Selected extract:
- Region: Liguria
- Electorate: 1,229,500 (2018)
- Major settlements: Genoa, Imperia, La Spezia, Savona

Current constituency
- Created: 1993
- Seats: 16
- Members: M5S (5); Lega (4); FI (4); PD (2); LeU (1);

= Liguria (Chamber of Deputies constituency) =

Liguria is one of the 29 constituencies (circoscrizioni) represented in the Chamber of Deputies, the lower house of the Italian parliament. The constituency currently elects 16 deputies. Its boundaries correspond to those of the Italian region of Liguria. The electoral system uses a parallel voting system, which act as a mixed system, with 37% of seats allocated using a first-past-the-post electoral system and 61% using a proportional method, with one round of voting.

Given information:
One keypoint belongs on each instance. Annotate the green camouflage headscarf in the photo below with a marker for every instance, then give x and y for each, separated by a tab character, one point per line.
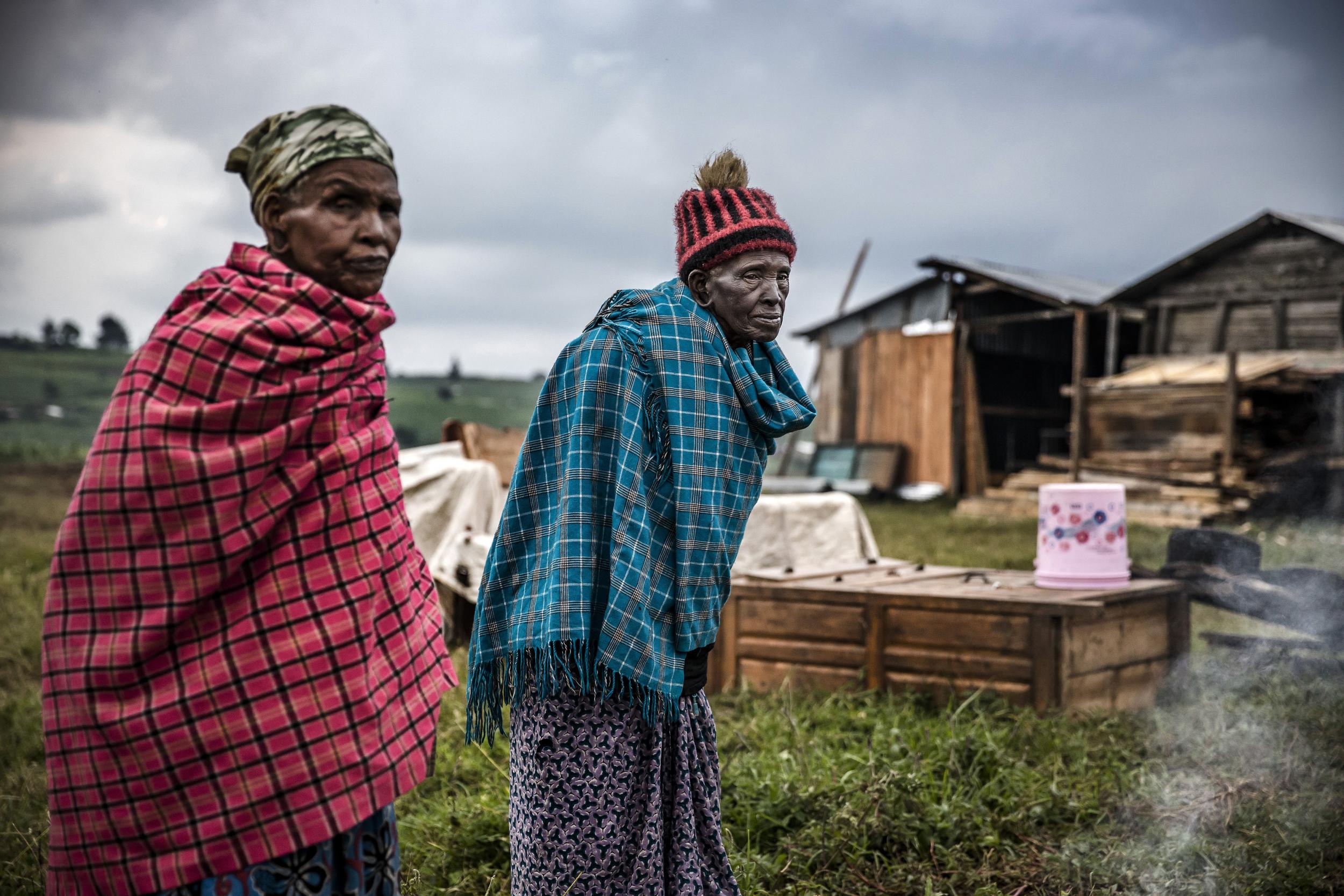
284	147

Task directions:
From the text on the Liguria constituency, reproduce word for word the passage that opens with the words containing "Current constituency" and closes with "round of voting.".

Finished task:
Current constituency
- Created: 1993
- Seats: 16
- Members: M5S (5); Lega (4); FI (4); PD (2); LeU (1);

= Liguria (Chamber of Deputies constituency) =

Liguria is one of the 29 constituencies (circoscrizioni) represented in the Chamber of Deputies, the lower house of the Italian parliament. The constituency currently elects 16 deputies. Its boundaries correspond to those of the Italian region of Liguria. The electoral system uses a parallel voting system, which act as a mixed system, with 37% of seats allocated using a first-past-the-post electoral system and 61% using a proportional method, with one round of voting.